- Requirement: Carry on the interview with Elan Lee and Paul Budnitz about community-first creative projects, starting right after its last line.

‘We Stopped Talking About Money’ — and Raised $9 Million

Elan Lee made ‘Exploding Kittens’ and ‘Throw Throw Burrito’; Paul Budnitz created Ello and Kidrobot before launching Superplastic. Here, they discuss how community-first projects have overthrown elitist cultural tastemakers.

‘We Stopped Talking About Money’ — and Raised $9 Million
Janky Series Two offers toy characters made by artists, like “Mr Sato” by TADO, “TyGrr” by Pete Fowler, “OUCH” by Jor Ros, “Zero” by Wattle, and “Smiley Don” by James Groman, shown left to right.

Elan Lee made ‘Exploding Kittens’ and ‘Throw Throw Burrito’; Paul Budnitz created Ello and Kidrobot before launching Superplastic. Here, they discuss how community-first projects have overthrown elitist cultural tastemakers.

This creator-to-creator conversation is part of a series that celebrates past projects and introduces a few others.

To make a creative project, “you used to have to convince one or two very powerful people to take a chance on you,” says Elan Lee. But sites like Kickstarter have “brought the barrier to entry almost to the floor.”

Elan Lee has managed to make the most of these new opportunities. He left his job as Xbox’s chief design officer to make the runaway hit board games Exploding Kittens, Bears vs Babies, and Throw Throw Burrito, raising a total of nearly $15 million. He also inspired Paul Budnitz, who’s now running his second campaign for Superplastic artist-designed toys, to try Kickstarter.

They both attribute their success to putting community and creativity first. “We see selling stuff as a side effect of being awesome,” says Budnitz. “I’m more interested in the continual creation of stuff than I am in the results or selling them, and because of that, I think, the stuff I make tends to sell.”

In this conversation, they get specific about how they’ve done that, the advice that’s helped along the way, and “trout.”

Kickstarter: How do you introduce yourselves at cocktail parties? How do you describe your work?

Paul Budnitz: I am an artist, filmmaker, and entrepreneur, and I started a whole bunch of creative companies, like Superplastic, which is my current project. We are a talent agency for synthetic celebrities. We make toys and stuff too. I also founded the social network Ello, the toy company Kidrobot, the fashion label Big, and some other stuff I can’t remember. Oh yeah — a bicycle company called Budnitz Bicycles.

We completed our second Kickstarter campaign, and released all kinds of unbelievable toys with super famous artists. The designs are a billion times more amazing than last time. And they are limited to this Kickstarter, so most of them you will never, ever have another chance to get, and then you will be sad.

Elan Lee: I made a game called Exploding Kittens. I spend most of my time these days making board games and card games, because I felt really bad about all the video games that I made [earlier in my career]. They were alienating people, and making people feel lonely in their own homes. I wanted to stop doing that.

You’ve both had crossover careers creating both digital and physical things. What have you learned from that?

Lee: Digital products are actually much cheaper in some senses. You can iterate much more quickly, and if you mess up, you can just patch it. Meanwhile the first version of Exploding Kittens has 14 typos in it that — no matter what I do — will always exist forever and ever.

- Provided material:
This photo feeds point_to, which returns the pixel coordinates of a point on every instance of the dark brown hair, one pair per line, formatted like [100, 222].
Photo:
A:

- Response to the task:
I will always dabble with digital, but I work in the physical because I think people are learning to celebrate experiences, specifically experiences with each other. I’m so enamored with the idea of building experiences that allow people to celebrate each other.

Budnitz: I’m pretty reality-agnostic. I love and fetishize beautiful things; for me it’s all about the experience of the thing, the magic added to them. I went to art school and decided pretty quickly that it would be really awful to spend my life trying to make beautiful things and then convince gallery owners that I was okay. So I went right into retail — it’s more democratic. If you can give people an experience of getting something, it adds value and becomes really fun.

You both have had your hands in so many different creative fields over the last 10 years. What are some of the major changes you’ve seen in the way that creative work happens?

Budnitz: God, everything. There’s this horrible thing that people call remote work — it doesn’t work. We actually tried it with Ello. It was a disaster. There’s an illusion that talking on video is the same as being in the same room [with someone], and it’s not. And I think that that sort of misunderstanding is pervading a lot of things.

Lee: I think another big change — for the better — is that the barrier to entry for creative work has gone down.

Budnitz: That’s right.

Lee: To a large extent that’s because of Kickstarter. But whatever your project is, in order to make that real, you used to have to convince one or two very powerful people to take a chance on you. Everyone is trying to make their case to those one or two powerful people, so the chances that they pick you are extremely slim.

Budnitz: And those guys don’t have very good taste anyway.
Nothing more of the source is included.